-- start --

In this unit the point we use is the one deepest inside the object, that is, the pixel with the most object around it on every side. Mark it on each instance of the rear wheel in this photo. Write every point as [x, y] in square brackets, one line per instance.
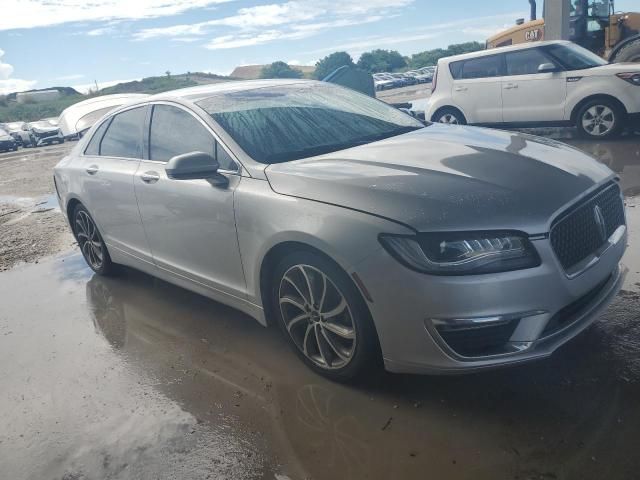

-- end --
-- start --

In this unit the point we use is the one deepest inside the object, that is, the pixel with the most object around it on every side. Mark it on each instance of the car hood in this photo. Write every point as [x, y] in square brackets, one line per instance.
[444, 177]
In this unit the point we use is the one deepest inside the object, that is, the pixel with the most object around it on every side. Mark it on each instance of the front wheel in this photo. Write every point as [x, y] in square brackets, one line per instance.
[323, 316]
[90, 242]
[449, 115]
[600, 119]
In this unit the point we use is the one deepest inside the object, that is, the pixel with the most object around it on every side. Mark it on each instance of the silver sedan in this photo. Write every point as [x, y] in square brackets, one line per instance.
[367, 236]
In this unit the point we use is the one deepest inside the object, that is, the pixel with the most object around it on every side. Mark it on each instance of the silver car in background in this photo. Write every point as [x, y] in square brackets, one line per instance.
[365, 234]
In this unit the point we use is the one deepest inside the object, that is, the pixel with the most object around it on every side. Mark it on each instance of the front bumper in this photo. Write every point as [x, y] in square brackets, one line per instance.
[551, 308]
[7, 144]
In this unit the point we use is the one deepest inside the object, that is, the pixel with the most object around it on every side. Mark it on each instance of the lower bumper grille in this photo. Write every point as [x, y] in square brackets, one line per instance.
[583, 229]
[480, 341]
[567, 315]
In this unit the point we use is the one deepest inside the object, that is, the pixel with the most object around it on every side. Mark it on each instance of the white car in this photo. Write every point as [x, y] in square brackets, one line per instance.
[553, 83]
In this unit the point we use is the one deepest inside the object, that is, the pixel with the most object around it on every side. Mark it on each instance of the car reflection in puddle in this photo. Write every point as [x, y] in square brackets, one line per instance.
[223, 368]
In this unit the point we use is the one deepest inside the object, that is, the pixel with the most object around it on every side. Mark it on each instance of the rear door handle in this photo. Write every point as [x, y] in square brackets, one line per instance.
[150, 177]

-- end --
-- start --

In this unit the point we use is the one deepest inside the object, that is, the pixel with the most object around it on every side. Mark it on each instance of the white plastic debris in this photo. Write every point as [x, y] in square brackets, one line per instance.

-- end --

**Given problem**
Show every line from the items above that contains the word "silver".

**Solution for this exercise**
In this unit the point we use is the one deepest inside the object, that is, the pixel with the most object around it on every side. Mark it on each instance of the silver sedan in this photo. Write every point as [x, y] in square brackets, one line per instance.
In this unit the point we use is the one deepest inside the object, that is, the pixel with the most object around it on every side. Mark it on each instance of the silver car in background in this photo. Write every point as [x, y] in square brackets, one line per instance.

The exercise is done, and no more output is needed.